▸ **What is expected**: Copy out all of the data that follows, exactly as it appears.

▸ **Information provided**:
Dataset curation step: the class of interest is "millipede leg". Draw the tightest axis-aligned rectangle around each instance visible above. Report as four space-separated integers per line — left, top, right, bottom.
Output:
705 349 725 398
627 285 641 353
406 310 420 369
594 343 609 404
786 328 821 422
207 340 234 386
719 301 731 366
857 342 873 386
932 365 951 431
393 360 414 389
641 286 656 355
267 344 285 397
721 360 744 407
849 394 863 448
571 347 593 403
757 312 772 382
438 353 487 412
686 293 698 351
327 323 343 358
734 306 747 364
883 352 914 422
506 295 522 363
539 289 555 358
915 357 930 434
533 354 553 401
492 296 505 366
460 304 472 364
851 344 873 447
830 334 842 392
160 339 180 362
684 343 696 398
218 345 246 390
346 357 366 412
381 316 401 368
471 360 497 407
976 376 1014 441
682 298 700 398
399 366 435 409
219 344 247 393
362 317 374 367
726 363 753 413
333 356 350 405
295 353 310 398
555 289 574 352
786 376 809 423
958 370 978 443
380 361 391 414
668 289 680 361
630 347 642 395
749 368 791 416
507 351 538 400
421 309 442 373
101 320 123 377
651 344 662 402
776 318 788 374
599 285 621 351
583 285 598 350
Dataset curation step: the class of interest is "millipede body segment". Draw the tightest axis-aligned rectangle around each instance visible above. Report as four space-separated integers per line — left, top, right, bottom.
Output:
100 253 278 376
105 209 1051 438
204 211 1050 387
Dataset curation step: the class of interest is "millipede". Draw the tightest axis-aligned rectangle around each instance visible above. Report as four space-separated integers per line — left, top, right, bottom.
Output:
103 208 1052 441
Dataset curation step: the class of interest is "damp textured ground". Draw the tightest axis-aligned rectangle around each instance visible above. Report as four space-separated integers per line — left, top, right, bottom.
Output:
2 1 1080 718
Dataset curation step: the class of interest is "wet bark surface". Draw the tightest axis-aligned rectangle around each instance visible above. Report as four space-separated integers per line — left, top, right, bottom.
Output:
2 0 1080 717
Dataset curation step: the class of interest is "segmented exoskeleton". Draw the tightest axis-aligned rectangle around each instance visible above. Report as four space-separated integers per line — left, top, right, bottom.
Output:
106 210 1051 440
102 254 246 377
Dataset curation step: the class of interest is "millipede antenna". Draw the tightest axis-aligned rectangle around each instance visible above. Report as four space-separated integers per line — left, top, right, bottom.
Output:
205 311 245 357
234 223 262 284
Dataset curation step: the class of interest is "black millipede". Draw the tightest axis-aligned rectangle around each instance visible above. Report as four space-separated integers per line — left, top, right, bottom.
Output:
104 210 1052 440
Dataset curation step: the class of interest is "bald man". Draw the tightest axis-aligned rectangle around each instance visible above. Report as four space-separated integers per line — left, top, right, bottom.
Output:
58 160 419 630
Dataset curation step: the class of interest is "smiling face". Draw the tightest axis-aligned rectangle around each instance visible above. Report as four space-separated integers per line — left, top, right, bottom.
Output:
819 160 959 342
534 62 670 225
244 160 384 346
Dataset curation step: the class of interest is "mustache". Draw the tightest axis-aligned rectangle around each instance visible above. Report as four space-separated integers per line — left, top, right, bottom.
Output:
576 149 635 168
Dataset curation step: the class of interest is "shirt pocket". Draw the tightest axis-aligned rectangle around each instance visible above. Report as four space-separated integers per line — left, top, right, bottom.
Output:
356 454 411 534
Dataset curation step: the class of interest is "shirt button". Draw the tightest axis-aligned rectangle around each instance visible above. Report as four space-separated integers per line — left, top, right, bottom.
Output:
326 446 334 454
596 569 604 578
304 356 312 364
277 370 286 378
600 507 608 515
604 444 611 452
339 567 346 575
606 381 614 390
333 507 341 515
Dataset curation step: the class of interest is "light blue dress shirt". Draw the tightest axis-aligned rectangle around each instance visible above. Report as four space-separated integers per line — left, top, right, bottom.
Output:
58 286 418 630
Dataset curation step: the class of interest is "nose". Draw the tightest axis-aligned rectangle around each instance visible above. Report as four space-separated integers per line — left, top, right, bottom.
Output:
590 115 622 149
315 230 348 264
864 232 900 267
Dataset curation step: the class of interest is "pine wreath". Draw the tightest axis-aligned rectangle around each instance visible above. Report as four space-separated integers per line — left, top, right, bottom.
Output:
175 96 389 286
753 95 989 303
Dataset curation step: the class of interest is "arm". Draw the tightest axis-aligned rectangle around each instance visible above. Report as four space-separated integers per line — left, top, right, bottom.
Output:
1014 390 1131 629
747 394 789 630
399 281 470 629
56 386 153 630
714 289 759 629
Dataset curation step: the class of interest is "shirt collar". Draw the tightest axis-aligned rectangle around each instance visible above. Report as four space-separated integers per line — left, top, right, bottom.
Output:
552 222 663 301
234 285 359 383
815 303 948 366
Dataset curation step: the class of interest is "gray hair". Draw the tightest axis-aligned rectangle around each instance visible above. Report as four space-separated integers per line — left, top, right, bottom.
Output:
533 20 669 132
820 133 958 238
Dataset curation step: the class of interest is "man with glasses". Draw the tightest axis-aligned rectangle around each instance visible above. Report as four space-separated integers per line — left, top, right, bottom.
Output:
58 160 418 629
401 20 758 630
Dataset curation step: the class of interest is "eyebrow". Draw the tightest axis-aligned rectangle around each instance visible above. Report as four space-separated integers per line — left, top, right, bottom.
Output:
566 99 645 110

▸ **Output of the exercise**:
Dataset curation step: the class of interest is "millipede leg". Draw the tightest axis-aligned rectangle around each instance visible above. Report as four space-separated integers per line — left, top, right, bottom.
Output:
705 349 725 398
627 285 641 353
406 310 420 369
594 343 609 404
786 328 821 422
207 340 234 386
719 301 731 366
857 342 873 386
932 365 951 431
393 360 414 389
641 286 656 355
267 344 285 397
721 360 744 407
849 394 863 448
571 347 593 403
757 312 772 382
438 353 487 412
686 293 698 351
327 323 343 358
734 306 747 364
883 352 914 422
506 295 522 363
539 289 555 358
915 357 930 434
533 354 553 401
492 296 505 366
460 304 472 364
851 344 873 447
830 334 842 392
160 339 180 362
684 343 696 398
218 345 246 390
346 357 366 412
381 316 401 368
471 360 497 407
976 376 1014 441
682 298 700 398
399 366 435 409
219 344 247 393
362 317 374 367
726 363 753 413
333 356 350 405
295 353 310 398
555 289 574 352
786 376 809 423
958 370 978 443
380 361 391 414
668 289 680 361
630 347 642 395
749 368 791 416
507 351 538 400
421 309 442 373
101 320 123 377
651 344 662 402
776 318 788 374
599 285 621 351
583 285 598 350
Dataset curation step: the class of interest is "millipede body segment". Draw the tightest axis-aligned rectangle around each instance visible above. Report as four space-separated integers per line — left, top, right, bottom.
Output:
100 253 278 376
105 209 1051 438
204 211 1050 387
Dataset curation step: the class of interest is "millipede". Draw the tightest axis-aligned rectangle around each instance visible above. Report as four space-separated integers per line — left, top, right, bottom.
Output:
103 208 1052 441
Dataset curation step: the class of interest is "damp textured ground". Draw the tightest axis-aligned rectangle around each instance visible above. Report as four space-separated integers per line — left, top, right, bottom.
Output:
2 1 1080 718
Dataset curation step: the class of interest is "wet bark surface". Draw the tightest axis-aligned rectangle around each instance visible above. Report as four space-separated integers per line — left, top, right, bottom.
Output:
2 0 1080 717
Dataset curation step: the class of interest is "segmented exoskeleton". Draw the tightest axis-aligned rectangle around each instance visible above. Report as four space-separated integers per line — left, top, right, bottom.
Output:
106 210 1051 440
102 254 246 377
Dataset curation step: the class of interest is "millipede antenna". Draw the tightest axis-aligned rectangle around each instance visible above. Report as four space-separated integers per line — left, top, right, bottom.
Output:
205 311 245 357
234 223 262 284
Dataset curation step: the class of interest is "black millipede". Draw the tightest axis-aligned rectangle around each instance visible above. Report as four space-separated integers per line — left, top, right, bottom.
Output:
104 210 1052 440
Dataset curation step: the class of interest is "bald man". Draw the tightest axis-aligned rectangle around each instance visible above. Report as four space-separated integers per line — left, top, right, bottom.
Output:
58 160 419 630
Dataset curation step: the class of interest is "smiling face". Draw the tightest axis-aligned rectangle around each instance visible above. Report as four space-separated integers per line — left, top, right, bottom.
Output:
819 160 959 342
534 62 670 225
244 160 384 346
Dataset curation step: the class of interest is "mustache". Draw the tightest axis-aligned rectangle around each instance visible above. Report as four space-separated integers per line — left, top, right, bottom.
Output:
576 149 635 168
Dataset curation step: the class of interest is "shirt pocket". Draw the tightest axis-aligned rectangle around each instance visible above. Report as four space-separated integers per line — left, top, right, bottom.
Output:
356 454 411 534
Dataset curation step: the class of interest is "shirt button". Draw the tightest axis-aligned rectangle around each instance visible above. Report as four space-separated integers per line — left, top, right, bottom.
Output:
326 446 334 454
596 569 604 578
304 356 312 364
277 370 286 378
600 507 608 515
604 444 611 452
339 567 346 575
606 381 614 390
333 507 341 515
Dataset curation step: the class of interest is "light blue dress shirt". Draw the tightest axis-aligned rectangle around each instance visible above. Report as four space-separated integers per line — left, top, right, bottom.
Output:
58 286 418 630
Dataset curation step: the class of interest is "nose". Draw the tightest axis-aligned rectangle around each instance visible above. Report as four space-separated integers per line — left, top, right, bottom.
Output:
590 115 622 149
315 230 348 264
864 232 900 267
Dataset curation step: the class of interest is "pine wreath". Draw the tightest axis-aligned rectangle around each instance visible above. Report as four space-separated integers per line — left, top, right, bottom.
Output:
175 96 389 286
753 95 989 303
Dataset curation step: the class of interest is "arm". Draw the tightest axis-aligned rectangle around each instance visible above. Report as four space-separated integers per line — left, top, right, bottom.
Output:
1014 390 1131 629
747 394 789 630
399 281 470 629
56 386 153 630
714 289 759 629
Dataset curation step: the class of interest is "shirt collar". Draw the tightest axis-aligned rectangle around each instance visible above. Report as four space-separated integers per line — left, top, right, bottom.
Output:
552 222 663 301
234 285 359 383
815 303 948 366
Dataset curation step: the class of interest is "gray hair". Draw the tightest axis-aligned rectangle around each instance visible above. Report as four space-separated integers per line — left, top, right, bottom.
Output:
533 20 669 132
820 133 958 238
Dataset curation step: the class of interest is "man with glasses". Draw the tightest axis-aligned rectangle around each instance visible above. Report as four space-separated integers per line — left, top, right, bottom.
Output:
58 160 418 629
401 20 758 630
Dataset curation step: the class of interest is "eyebrow". Draw the tightest axis-aligned rectangle around each instance visible above. Report as four space-separated integers per line — left, top, right, bottom.
Output:
566 99 645 110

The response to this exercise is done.